- [PROBLEM TO WORK ON]:
Collect every line of the records that contains the word "mask" and copy each one out in full.

- [RECORDS FOR THIS TASK]:
_ _ _

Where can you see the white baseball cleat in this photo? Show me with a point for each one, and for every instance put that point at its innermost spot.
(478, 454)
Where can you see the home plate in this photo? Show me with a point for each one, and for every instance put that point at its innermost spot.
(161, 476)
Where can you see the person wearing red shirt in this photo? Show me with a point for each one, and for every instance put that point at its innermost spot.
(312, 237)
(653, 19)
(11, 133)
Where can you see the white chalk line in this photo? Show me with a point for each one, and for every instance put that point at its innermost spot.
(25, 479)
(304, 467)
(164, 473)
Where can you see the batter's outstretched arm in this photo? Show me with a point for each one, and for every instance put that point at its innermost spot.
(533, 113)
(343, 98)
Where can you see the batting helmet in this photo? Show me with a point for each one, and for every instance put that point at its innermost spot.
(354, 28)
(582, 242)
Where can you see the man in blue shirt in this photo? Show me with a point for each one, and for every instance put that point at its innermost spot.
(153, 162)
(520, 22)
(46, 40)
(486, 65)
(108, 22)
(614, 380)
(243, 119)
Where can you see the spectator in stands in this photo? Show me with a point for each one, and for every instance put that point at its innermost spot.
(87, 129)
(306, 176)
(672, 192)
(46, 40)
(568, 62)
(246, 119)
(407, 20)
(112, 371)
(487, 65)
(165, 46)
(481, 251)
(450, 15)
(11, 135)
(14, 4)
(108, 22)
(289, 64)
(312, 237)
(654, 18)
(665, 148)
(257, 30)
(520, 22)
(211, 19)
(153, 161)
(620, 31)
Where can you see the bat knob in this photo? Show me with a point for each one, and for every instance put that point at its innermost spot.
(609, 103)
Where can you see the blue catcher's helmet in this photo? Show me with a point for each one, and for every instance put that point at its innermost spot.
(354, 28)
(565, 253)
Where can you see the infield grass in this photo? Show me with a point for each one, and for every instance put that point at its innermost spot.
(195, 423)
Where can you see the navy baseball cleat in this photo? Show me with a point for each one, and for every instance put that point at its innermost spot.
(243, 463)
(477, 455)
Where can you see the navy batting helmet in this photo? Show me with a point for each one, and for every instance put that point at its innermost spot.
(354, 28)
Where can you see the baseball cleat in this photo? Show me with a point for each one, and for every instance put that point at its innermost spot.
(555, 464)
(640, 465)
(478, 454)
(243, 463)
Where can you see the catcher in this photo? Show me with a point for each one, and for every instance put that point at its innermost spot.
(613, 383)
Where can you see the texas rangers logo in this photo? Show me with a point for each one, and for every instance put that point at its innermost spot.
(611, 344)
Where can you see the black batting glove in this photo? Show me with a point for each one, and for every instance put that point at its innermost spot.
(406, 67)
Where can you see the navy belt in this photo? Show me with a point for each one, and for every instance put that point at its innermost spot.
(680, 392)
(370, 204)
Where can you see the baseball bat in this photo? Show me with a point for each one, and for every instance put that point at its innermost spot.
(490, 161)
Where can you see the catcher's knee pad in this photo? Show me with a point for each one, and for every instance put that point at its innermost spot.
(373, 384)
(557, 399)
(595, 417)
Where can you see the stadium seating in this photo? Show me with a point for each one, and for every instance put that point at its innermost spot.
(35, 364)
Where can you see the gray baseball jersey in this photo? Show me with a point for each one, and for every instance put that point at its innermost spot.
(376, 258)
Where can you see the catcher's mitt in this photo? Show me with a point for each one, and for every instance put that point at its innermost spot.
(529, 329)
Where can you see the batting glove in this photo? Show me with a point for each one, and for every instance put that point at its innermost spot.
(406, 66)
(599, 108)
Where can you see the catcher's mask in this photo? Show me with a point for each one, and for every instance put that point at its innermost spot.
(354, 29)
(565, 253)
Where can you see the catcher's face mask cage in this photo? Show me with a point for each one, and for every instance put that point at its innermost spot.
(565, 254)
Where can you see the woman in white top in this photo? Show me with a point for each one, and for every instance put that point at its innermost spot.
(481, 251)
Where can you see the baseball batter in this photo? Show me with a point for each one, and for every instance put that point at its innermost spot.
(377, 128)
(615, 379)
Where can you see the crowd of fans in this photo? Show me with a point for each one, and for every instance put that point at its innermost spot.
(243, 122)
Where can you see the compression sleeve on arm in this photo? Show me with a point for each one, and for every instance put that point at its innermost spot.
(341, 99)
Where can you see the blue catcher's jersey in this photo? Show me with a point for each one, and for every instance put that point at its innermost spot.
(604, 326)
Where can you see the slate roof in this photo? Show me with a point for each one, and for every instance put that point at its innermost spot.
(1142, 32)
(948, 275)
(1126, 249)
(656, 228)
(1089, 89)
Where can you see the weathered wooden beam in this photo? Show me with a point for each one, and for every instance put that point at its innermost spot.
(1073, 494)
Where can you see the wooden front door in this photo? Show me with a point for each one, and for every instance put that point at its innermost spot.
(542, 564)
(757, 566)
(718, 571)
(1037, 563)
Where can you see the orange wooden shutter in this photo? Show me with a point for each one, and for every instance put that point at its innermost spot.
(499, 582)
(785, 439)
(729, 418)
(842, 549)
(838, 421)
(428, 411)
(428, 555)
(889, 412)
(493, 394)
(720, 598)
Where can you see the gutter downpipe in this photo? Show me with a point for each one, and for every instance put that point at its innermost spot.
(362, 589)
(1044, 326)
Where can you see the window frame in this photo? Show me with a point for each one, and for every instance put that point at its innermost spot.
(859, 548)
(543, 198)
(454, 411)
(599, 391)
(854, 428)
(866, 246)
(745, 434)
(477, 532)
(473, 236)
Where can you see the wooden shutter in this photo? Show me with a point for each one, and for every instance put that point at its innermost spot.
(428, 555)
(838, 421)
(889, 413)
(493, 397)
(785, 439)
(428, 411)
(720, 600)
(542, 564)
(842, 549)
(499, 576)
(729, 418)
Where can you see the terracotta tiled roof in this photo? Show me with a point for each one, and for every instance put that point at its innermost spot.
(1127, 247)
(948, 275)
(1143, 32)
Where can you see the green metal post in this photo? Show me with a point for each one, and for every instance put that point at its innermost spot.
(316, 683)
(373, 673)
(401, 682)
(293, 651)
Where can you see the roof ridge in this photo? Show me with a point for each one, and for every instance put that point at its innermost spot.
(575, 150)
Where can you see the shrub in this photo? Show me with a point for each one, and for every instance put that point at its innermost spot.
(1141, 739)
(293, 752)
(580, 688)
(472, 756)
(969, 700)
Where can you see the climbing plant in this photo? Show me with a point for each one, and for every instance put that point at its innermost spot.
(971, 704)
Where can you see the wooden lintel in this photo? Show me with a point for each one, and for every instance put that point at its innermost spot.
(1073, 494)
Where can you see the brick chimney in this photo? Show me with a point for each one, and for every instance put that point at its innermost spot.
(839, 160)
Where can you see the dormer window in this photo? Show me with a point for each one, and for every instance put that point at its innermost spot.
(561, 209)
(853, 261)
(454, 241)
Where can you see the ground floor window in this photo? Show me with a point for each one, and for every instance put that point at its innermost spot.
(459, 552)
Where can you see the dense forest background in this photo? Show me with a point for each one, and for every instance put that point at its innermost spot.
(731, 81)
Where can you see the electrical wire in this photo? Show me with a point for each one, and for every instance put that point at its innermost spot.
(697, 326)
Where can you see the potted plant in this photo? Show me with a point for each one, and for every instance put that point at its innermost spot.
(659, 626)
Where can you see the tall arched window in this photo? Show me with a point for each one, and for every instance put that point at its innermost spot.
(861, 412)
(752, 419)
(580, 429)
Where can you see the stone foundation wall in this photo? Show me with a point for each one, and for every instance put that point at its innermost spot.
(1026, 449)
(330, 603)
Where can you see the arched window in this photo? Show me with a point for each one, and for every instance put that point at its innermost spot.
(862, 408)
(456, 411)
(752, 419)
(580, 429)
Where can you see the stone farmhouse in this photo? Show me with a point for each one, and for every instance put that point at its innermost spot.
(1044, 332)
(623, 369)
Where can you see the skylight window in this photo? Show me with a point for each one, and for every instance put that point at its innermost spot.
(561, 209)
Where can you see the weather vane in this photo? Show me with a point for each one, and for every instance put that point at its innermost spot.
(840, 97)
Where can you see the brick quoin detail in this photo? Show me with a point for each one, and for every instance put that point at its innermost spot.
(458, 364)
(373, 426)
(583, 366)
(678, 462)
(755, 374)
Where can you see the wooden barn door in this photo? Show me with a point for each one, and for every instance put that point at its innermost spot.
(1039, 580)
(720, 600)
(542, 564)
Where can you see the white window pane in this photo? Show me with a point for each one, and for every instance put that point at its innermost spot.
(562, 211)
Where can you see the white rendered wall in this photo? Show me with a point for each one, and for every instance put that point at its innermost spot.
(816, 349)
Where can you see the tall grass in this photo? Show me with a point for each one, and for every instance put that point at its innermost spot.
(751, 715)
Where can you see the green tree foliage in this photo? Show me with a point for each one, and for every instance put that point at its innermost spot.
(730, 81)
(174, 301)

_ _ _

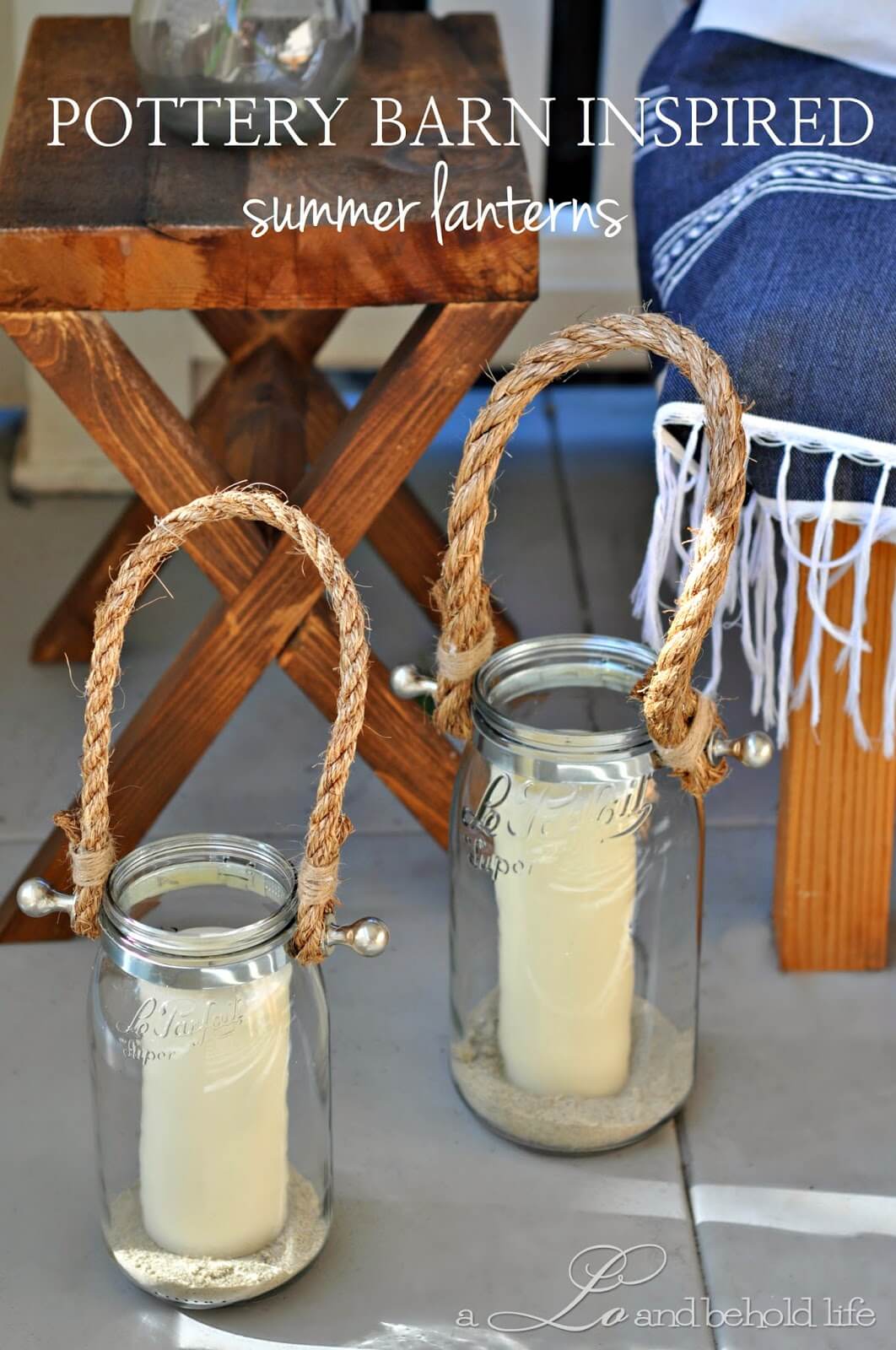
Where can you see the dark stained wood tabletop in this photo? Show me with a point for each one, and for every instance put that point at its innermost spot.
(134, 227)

_ _ _

- [COMPLETED TASK]:
Where can you see the catcher's mask in this photo? Show me with a point for each one, and for every instance put that point at its innermost spot.
Where can you see the catcher's face mask cage in this photo? Show me with a point for each one, and for every instance put that point at its innermost spot.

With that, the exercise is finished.